**DATA PROVIDED**
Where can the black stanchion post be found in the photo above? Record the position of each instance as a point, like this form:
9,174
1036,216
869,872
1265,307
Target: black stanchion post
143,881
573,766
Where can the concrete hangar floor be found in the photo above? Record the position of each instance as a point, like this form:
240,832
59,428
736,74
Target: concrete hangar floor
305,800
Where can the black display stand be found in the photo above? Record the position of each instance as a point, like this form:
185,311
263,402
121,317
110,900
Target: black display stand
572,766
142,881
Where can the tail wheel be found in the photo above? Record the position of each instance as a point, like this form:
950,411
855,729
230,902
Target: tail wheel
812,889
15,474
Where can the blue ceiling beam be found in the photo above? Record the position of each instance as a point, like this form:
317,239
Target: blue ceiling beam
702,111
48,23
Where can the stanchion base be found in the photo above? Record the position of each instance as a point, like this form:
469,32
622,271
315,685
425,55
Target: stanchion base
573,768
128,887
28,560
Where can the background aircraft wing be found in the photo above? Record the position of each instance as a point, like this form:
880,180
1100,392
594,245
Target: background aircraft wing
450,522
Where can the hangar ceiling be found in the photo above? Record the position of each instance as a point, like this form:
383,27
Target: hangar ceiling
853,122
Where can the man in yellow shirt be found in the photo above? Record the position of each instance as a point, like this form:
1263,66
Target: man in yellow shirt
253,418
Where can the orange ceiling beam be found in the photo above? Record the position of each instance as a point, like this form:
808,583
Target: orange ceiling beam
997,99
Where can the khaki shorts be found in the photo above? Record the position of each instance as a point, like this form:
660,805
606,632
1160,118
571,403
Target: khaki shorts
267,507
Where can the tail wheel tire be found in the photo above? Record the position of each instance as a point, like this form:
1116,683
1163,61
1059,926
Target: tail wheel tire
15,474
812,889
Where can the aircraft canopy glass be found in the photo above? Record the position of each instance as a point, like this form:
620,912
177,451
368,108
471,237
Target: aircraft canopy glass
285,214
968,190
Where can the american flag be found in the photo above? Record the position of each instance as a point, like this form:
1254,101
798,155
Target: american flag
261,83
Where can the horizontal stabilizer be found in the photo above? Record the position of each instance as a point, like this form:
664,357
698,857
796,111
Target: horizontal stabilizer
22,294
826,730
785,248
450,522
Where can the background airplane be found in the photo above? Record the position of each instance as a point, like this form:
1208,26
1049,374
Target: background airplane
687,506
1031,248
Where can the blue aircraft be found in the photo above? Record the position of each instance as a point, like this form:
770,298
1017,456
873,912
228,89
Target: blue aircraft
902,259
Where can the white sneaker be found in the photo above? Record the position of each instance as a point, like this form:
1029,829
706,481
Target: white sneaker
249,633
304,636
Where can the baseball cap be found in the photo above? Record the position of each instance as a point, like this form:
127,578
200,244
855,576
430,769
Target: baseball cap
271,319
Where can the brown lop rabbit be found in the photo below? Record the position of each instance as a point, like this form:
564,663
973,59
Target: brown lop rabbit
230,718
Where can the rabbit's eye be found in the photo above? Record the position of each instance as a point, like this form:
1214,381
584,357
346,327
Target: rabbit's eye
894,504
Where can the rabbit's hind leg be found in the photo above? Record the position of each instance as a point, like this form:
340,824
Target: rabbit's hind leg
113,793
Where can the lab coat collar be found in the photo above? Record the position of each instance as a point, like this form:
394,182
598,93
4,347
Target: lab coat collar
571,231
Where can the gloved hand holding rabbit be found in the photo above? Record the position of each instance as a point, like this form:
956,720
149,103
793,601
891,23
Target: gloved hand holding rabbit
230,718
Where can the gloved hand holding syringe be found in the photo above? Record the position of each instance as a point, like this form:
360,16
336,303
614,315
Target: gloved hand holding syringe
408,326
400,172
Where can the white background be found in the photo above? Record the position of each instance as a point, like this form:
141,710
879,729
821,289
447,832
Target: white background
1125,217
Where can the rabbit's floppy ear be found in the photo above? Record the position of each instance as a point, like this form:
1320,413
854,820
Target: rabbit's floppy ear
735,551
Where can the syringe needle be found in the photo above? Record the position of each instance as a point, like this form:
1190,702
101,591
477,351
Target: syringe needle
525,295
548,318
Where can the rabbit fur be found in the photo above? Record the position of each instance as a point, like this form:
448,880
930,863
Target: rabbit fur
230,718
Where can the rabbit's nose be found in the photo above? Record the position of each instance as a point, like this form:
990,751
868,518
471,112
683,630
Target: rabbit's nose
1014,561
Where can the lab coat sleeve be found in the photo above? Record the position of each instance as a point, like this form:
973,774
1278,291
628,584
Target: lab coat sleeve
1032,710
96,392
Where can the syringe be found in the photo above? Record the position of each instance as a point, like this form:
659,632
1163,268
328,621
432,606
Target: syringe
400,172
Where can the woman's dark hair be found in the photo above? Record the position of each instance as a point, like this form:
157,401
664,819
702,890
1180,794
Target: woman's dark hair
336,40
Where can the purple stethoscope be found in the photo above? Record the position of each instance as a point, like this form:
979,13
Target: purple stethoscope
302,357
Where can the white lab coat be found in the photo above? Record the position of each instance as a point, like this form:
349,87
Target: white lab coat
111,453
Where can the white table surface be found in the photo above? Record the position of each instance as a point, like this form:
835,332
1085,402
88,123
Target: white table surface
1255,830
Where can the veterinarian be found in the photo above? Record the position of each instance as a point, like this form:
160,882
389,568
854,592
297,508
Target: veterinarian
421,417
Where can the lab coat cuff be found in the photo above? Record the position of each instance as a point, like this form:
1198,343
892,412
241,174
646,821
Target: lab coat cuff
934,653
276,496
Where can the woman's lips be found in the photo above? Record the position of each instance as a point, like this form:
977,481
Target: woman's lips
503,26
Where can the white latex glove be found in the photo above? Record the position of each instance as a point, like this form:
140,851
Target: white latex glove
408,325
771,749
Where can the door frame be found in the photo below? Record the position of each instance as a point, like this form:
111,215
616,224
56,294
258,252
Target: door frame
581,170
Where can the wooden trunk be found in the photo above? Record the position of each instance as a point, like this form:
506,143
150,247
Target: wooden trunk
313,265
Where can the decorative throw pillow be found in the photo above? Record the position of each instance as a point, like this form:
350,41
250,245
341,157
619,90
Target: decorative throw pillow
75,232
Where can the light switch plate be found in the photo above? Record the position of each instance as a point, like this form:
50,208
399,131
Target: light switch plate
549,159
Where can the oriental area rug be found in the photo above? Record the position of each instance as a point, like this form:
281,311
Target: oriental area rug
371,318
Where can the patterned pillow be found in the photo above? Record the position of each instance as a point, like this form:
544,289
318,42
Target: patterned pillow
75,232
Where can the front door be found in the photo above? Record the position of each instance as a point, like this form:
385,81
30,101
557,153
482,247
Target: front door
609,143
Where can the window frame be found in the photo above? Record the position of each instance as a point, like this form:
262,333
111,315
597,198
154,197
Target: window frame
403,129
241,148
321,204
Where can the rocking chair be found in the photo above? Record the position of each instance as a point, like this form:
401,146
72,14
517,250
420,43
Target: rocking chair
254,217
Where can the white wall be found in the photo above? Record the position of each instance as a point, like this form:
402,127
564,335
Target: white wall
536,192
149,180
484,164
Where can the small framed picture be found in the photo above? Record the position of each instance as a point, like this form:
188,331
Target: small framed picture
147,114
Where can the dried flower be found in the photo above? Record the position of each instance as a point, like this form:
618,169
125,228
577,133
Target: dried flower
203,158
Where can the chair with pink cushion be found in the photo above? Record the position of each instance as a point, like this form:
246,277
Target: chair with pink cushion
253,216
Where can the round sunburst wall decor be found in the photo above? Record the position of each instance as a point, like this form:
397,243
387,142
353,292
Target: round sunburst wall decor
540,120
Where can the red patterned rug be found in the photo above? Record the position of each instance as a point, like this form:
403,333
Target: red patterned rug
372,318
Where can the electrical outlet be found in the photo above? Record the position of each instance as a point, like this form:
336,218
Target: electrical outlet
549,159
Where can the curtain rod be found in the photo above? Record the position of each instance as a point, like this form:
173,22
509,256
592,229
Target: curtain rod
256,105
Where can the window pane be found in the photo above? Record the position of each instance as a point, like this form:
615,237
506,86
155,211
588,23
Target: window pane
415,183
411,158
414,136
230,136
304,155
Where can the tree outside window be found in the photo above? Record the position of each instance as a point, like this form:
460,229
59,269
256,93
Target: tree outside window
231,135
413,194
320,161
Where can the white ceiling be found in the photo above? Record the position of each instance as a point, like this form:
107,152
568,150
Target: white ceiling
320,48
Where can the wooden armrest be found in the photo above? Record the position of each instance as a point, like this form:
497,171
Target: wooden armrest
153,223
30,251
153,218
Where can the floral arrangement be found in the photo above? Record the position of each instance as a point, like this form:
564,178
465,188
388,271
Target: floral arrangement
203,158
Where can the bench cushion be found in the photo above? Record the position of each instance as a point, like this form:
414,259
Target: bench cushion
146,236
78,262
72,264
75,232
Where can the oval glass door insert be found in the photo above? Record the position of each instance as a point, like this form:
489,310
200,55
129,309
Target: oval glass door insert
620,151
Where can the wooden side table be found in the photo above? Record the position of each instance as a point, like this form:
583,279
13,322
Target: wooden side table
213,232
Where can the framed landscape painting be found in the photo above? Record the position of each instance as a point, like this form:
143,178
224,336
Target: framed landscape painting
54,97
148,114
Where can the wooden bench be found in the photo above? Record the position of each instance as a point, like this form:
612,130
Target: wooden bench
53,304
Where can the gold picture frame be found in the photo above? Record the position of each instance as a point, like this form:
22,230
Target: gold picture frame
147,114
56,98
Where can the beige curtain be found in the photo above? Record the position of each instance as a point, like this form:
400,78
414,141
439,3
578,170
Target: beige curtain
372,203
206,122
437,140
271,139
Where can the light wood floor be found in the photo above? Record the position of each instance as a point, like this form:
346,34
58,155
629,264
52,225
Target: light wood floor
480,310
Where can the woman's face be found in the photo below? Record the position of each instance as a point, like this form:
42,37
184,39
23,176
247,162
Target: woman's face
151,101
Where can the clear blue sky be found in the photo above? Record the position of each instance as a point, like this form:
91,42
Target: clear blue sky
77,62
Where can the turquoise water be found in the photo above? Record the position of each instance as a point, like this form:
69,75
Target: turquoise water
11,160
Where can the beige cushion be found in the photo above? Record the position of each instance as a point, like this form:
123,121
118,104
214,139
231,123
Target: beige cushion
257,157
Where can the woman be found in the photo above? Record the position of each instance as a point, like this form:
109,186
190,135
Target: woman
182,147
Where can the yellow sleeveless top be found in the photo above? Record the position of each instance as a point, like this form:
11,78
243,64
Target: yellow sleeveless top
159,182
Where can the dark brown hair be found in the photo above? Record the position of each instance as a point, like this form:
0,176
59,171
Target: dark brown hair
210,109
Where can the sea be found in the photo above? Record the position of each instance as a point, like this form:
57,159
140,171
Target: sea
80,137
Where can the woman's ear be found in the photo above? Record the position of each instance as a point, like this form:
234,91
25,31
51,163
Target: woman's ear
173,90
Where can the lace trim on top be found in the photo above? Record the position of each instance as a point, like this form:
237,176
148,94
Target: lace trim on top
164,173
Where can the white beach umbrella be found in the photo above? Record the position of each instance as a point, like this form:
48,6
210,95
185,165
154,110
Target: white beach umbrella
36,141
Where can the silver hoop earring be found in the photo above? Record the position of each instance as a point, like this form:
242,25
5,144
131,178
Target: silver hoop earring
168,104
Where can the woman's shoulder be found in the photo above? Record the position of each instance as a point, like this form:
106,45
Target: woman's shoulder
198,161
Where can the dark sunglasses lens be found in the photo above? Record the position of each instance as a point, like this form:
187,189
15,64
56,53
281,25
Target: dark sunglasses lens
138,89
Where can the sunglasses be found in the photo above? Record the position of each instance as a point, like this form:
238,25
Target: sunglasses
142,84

**WHAT YOU SHOULD DO**
Quote exactly the line containing "Where can the silver" and every later line through the end of the listing, and no other lines.

**CORRECT ANSWER**
Where can the silver hoop earring be found in the photo above? Record the position of each instance as a point, like this form:
242,25
5,144
131,178
Target: silver hoop earring
168,104
Where can the woman's shoulder be found in the photo above? Record the position of each instance as a point, like this form:
106,45
Target: woman's shoulder
198,161
Where can the dark sunglasses lens be found in the photo above? Record the position of each instance as a point, like this form:
187,189
15,64
56,53
281,25
Target: dark sunglasses lens
138,89
Where can the sunglasses be found in the photo above? Record the position of each instance as a point, like this form:
238,25
Target: sunglasses
142,84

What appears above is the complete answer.